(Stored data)

= = = =

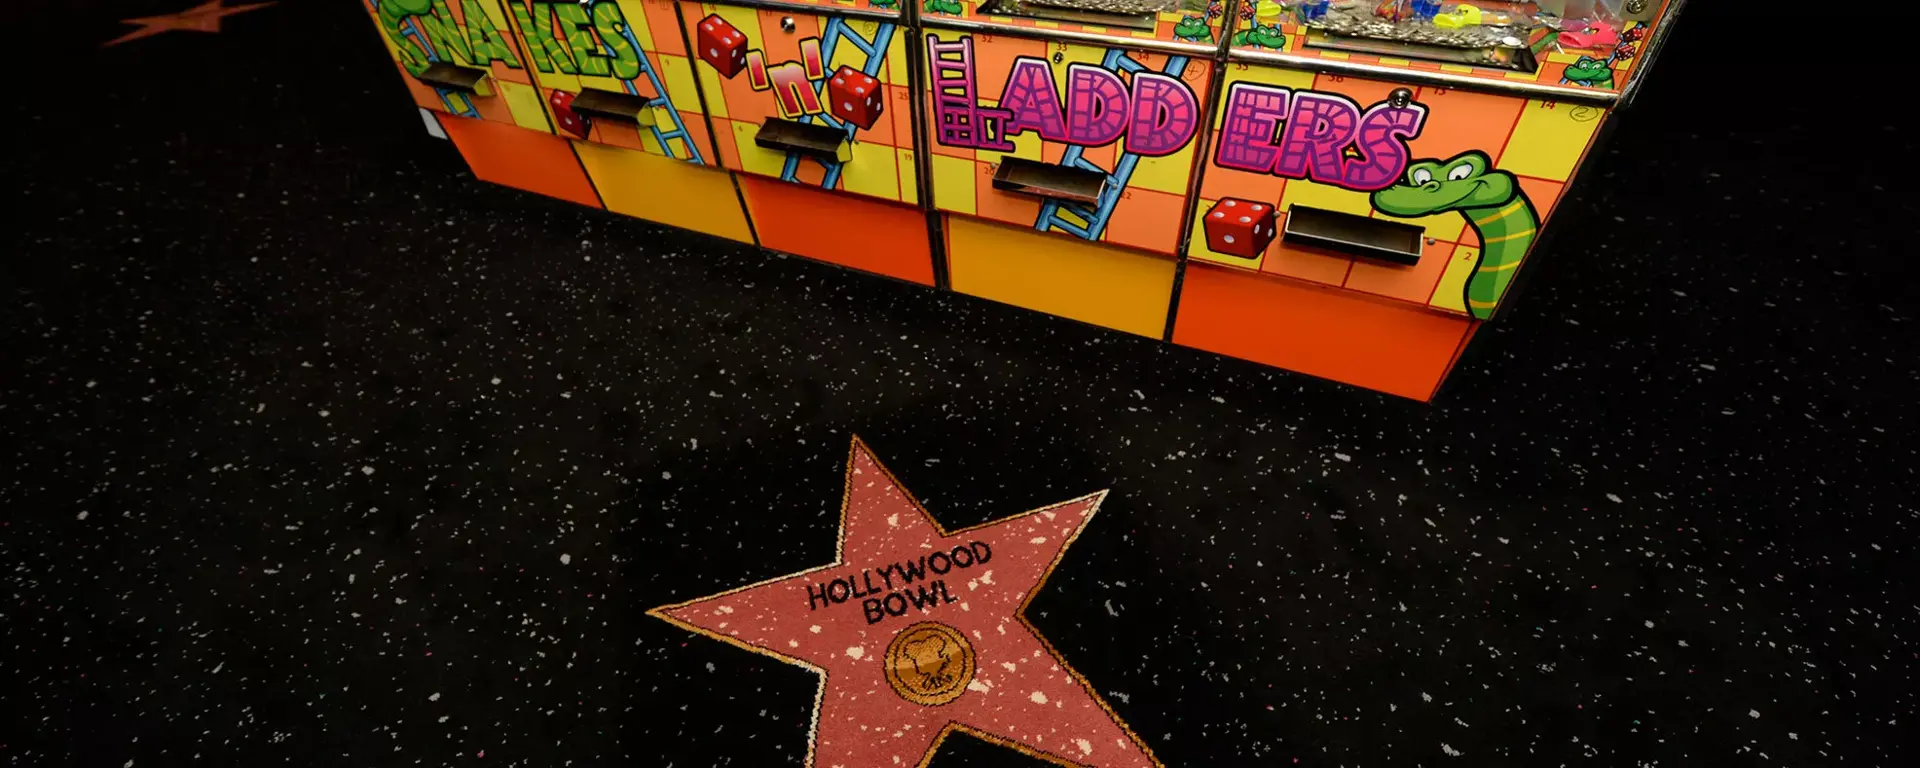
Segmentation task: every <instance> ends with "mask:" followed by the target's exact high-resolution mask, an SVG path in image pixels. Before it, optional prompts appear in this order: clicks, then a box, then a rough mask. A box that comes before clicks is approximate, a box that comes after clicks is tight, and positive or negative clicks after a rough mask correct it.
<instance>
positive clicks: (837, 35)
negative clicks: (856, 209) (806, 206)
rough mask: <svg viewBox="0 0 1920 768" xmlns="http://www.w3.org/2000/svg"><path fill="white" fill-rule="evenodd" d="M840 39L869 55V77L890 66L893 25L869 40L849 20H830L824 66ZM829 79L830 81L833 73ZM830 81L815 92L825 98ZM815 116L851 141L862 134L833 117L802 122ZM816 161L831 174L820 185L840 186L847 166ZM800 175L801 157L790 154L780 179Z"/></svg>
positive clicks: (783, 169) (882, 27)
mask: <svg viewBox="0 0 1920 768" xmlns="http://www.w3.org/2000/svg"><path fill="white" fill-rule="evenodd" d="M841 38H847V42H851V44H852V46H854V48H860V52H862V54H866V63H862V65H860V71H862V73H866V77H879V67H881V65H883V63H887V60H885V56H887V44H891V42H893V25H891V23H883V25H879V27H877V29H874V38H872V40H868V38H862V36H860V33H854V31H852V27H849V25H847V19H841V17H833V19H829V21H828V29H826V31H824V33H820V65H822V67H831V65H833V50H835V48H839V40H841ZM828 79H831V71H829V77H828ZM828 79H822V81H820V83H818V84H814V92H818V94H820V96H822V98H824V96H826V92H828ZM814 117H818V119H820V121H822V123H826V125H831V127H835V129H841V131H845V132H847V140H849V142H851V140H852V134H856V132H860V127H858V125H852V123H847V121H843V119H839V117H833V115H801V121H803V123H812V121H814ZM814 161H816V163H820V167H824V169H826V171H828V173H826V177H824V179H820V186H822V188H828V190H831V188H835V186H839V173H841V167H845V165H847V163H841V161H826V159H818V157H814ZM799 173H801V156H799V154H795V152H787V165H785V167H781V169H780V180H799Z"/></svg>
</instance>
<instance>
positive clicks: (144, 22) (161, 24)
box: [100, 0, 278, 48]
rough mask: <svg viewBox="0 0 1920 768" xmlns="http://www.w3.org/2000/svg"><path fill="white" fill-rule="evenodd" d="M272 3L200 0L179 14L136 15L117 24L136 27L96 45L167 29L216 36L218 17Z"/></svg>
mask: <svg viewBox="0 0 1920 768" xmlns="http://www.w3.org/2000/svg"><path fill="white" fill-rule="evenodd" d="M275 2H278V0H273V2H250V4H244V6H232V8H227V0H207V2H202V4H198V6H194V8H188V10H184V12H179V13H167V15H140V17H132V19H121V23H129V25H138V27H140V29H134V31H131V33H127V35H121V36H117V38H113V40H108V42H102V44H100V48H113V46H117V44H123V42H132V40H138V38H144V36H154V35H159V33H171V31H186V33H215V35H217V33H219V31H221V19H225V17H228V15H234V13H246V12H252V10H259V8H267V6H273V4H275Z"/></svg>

= = = =

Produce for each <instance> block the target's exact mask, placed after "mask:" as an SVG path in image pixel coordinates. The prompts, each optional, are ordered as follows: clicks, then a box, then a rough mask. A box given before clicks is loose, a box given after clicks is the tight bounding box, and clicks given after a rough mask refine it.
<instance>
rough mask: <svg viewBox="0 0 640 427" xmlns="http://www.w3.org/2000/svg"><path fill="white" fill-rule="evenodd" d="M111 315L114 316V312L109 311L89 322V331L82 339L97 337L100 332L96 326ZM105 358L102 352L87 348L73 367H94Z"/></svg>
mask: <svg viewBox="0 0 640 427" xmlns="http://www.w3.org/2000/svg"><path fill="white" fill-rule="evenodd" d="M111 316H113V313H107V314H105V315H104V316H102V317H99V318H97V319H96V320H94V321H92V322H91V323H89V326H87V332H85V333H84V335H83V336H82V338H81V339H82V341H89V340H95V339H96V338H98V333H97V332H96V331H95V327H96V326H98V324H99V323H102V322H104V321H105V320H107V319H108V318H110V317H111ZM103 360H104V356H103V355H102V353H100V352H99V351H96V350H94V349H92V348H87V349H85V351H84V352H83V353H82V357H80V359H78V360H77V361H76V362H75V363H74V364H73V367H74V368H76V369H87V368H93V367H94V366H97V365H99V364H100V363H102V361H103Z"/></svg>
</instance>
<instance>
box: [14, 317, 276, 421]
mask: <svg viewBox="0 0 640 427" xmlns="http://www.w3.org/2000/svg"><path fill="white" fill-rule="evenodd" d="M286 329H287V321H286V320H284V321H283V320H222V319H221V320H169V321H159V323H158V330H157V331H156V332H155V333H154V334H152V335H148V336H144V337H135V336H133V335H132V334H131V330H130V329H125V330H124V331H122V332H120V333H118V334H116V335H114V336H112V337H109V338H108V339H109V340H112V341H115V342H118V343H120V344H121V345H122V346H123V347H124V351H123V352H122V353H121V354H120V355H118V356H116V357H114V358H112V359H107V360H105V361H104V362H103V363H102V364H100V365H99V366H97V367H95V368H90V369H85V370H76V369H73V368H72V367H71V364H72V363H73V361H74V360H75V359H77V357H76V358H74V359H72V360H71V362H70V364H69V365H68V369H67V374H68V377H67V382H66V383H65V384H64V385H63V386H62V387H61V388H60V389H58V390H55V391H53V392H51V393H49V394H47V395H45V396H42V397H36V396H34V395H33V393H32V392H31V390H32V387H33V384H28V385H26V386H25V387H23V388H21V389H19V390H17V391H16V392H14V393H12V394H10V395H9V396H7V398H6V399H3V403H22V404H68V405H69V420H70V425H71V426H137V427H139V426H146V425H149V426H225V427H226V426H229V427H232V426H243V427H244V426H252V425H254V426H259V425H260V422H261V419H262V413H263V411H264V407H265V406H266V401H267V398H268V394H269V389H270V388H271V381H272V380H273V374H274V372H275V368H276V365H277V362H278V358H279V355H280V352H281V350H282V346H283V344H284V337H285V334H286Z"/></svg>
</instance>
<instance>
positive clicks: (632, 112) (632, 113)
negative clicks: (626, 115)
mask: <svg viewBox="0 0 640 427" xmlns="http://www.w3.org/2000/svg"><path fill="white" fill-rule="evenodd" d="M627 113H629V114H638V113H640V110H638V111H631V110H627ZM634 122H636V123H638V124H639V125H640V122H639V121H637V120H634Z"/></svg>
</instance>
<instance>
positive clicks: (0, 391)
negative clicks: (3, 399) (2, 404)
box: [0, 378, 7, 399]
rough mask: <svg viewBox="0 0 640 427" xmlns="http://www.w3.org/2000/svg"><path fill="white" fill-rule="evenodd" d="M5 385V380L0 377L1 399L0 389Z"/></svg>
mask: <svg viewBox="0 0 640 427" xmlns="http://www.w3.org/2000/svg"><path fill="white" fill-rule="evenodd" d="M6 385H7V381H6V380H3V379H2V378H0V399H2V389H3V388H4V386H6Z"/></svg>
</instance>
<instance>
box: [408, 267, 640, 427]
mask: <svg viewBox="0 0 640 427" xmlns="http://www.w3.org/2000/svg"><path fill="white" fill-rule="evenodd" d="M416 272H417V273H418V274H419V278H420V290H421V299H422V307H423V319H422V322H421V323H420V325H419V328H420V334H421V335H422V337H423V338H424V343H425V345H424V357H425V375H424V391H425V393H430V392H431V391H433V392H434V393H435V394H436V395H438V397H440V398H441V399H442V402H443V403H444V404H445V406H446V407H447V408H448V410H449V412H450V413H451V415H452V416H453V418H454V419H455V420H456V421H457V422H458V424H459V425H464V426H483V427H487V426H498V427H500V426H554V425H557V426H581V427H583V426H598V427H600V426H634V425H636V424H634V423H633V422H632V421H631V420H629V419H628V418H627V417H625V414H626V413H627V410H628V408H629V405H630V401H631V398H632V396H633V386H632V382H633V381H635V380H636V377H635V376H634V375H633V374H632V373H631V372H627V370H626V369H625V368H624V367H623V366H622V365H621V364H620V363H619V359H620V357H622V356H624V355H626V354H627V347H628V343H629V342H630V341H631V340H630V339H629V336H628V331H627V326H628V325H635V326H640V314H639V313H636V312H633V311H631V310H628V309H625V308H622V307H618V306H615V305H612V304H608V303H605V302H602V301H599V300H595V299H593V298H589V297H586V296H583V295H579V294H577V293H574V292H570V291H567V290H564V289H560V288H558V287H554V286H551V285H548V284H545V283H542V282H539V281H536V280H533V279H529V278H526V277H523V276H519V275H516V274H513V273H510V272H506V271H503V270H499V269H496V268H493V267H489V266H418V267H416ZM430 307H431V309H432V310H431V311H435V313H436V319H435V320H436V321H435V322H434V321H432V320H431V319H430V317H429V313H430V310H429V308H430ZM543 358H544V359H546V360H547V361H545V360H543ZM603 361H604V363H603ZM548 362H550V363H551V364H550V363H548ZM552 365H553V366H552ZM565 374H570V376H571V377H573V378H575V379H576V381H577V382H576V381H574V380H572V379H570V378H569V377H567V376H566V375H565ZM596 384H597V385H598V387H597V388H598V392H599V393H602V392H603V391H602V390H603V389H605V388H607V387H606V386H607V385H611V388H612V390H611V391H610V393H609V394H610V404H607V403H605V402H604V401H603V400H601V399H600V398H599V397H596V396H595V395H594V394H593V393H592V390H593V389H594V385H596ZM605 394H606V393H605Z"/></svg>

= = = =

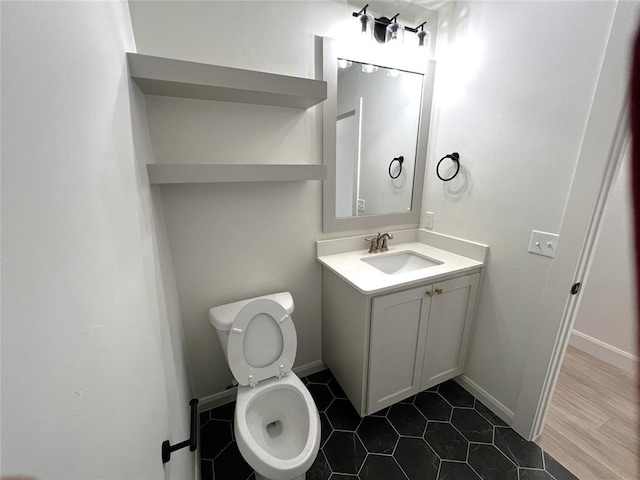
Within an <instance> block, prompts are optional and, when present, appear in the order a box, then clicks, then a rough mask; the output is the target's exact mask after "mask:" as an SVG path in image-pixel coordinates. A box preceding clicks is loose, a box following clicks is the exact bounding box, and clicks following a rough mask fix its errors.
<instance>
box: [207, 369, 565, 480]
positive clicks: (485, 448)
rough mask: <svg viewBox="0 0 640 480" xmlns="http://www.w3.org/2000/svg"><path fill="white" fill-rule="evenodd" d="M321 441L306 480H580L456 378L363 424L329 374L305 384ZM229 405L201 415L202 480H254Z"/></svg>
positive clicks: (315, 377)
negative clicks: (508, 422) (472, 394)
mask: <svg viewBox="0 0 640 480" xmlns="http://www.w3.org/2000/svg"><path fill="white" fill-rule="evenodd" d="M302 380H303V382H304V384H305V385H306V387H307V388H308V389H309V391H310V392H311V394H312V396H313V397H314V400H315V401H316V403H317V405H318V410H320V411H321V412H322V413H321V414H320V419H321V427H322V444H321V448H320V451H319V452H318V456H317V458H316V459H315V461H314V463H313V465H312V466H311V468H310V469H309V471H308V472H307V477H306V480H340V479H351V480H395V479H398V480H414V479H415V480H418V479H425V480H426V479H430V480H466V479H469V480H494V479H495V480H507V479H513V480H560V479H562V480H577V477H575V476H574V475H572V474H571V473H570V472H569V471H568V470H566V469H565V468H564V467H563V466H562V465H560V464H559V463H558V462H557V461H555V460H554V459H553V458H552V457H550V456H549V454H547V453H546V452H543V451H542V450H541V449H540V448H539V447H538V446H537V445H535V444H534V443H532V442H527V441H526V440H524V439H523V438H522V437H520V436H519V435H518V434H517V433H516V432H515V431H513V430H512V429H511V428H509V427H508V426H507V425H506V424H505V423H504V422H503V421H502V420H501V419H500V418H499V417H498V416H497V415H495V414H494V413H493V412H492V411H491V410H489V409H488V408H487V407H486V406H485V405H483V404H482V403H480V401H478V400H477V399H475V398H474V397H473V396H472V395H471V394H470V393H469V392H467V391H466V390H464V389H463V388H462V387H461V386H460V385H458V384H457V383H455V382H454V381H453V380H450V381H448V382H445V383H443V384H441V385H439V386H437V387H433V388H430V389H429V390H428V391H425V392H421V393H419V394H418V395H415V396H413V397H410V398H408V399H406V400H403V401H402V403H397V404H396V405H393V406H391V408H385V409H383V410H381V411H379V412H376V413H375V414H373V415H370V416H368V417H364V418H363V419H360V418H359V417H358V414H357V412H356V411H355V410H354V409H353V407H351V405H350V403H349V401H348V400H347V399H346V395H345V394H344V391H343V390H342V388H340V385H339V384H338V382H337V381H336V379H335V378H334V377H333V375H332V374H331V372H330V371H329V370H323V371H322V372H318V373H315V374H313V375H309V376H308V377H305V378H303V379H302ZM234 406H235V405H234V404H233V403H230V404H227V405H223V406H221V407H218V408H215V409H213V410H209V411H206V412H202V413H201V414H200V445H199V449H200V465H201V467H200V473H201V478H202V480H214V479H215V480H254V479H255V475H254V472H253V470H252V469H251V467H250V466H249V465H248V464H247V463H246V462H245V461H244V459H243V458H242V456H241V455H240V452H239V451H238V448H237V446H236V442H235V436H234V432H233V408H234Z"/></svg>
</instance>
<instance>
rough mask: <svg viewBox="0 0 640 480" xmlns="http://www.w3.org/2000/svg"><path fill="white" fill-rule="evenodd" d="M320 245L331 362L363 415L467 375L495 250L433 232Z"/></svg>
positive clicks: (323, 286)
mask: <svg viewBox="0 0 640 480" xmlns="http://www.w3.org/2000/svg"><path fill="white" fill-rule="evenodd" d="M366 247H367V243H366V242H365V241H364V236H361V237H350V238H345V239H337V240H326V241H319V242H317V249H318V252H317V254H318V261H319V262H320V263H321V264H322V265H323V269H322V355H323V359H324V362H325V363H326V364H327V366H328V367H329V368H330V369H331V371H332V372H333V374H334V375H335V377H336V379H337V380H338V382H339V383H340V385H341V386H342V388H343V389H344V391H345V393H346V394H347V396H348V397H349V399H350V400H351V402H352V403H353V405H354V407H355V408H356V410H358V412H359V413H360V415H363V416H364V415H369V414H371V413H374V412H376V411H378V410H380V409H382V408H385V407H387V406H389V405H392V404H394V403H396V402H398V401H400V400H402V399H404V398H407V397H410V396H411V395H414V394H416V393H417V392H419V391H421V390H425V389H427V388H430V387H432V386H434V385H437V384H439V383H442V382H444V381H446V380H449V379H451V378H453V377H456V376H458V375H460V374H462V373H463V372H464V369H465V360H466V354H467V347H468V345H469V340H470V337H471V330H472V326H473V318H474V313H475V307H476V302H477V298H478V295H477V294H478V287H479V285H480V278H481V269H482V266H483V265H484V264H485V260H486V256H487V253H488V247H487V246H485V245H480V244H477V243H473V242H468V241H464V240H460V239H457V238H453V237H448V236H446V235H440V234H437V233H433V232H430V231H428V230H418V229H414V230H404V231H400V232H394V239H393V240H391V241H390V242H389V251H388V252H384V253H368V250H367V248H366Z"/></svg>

= = = =

▸ **TASK GOAL**
Using the entries above, return exactly the lines from the line with "Segmentation task: every" to the line with "39L869 55V77L890 66L893", counting both of those lines.

▸ **RESULT**
Segmentation task: every <instance> ends with "mask:" followed by the target's exact high-resolution mask, an SVG path in image pixels. Before it, optional prompts appear in this order: clicks, then a box, then a rough mask. A box that comes before clicks is approximate, a box that comes after clicks is tight, and positive or negative clicks after a rough mask correct it.
<instance>
positive clicks: (837, 35)
negative clicks: (856, 209) (806, 206)
rough mask: <svg viewBox="0 0 1920 768" xmlns="http://www.w3.org/2000/svg"><path fill="white" fill-rule="evenodd" d="M840 39L869 55V77L890 66L893 25L869 40L849 20H830L824 66ZM829 79L830 81L833 73ZM830 81L815 92L825 98ZM815 116L851 141L862 134L833 117L802 122ZM816 161L831 174L820 185L840 186L847 166ZM800 175L801 157L790 154L780 179Z"/></svg>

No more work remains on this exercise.